- [Supplied data]
▬▬▬

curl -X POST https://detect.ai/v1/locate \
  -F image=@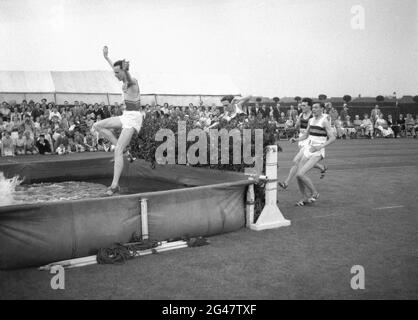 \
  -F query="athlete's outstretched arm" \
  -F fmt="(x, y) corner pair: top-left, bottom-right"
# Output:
(122, 60), (135, 87)
(290, 124), (311, 143)
(232, 95), (253, 108)
(322, 120), (335, 148)
(295, 115), (302, 130)
(103, 46), (113, 71)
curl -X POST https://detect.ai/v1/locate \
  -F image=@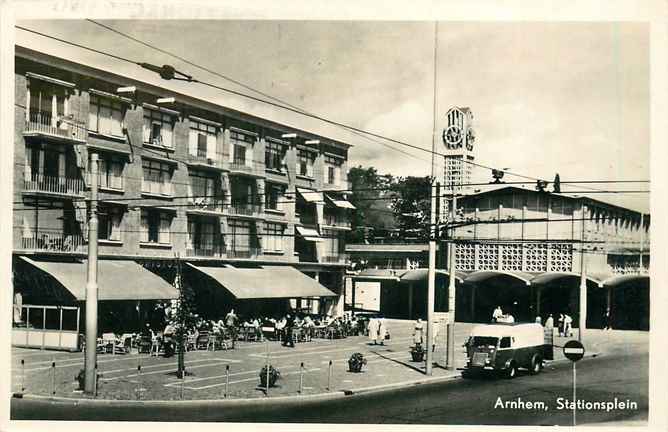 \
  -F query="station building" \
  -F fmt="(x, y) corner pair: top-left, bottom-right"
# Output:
(12, 46), (354, 348)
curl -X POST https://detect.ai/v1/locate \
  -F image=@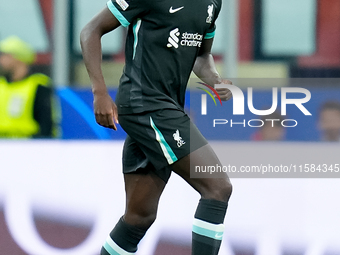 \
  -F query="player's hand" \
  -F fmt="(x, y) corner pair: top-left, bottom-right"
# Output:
(93, 93), (118, 130)
(216, 79), (233, 101)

▬▬▬

- [Task directions] Return every line above that contains the string "query".

- [Exercise output]
  -F query="athlete's outstretched arm" \
  -F query="station building" \
  -F query="player's hand" \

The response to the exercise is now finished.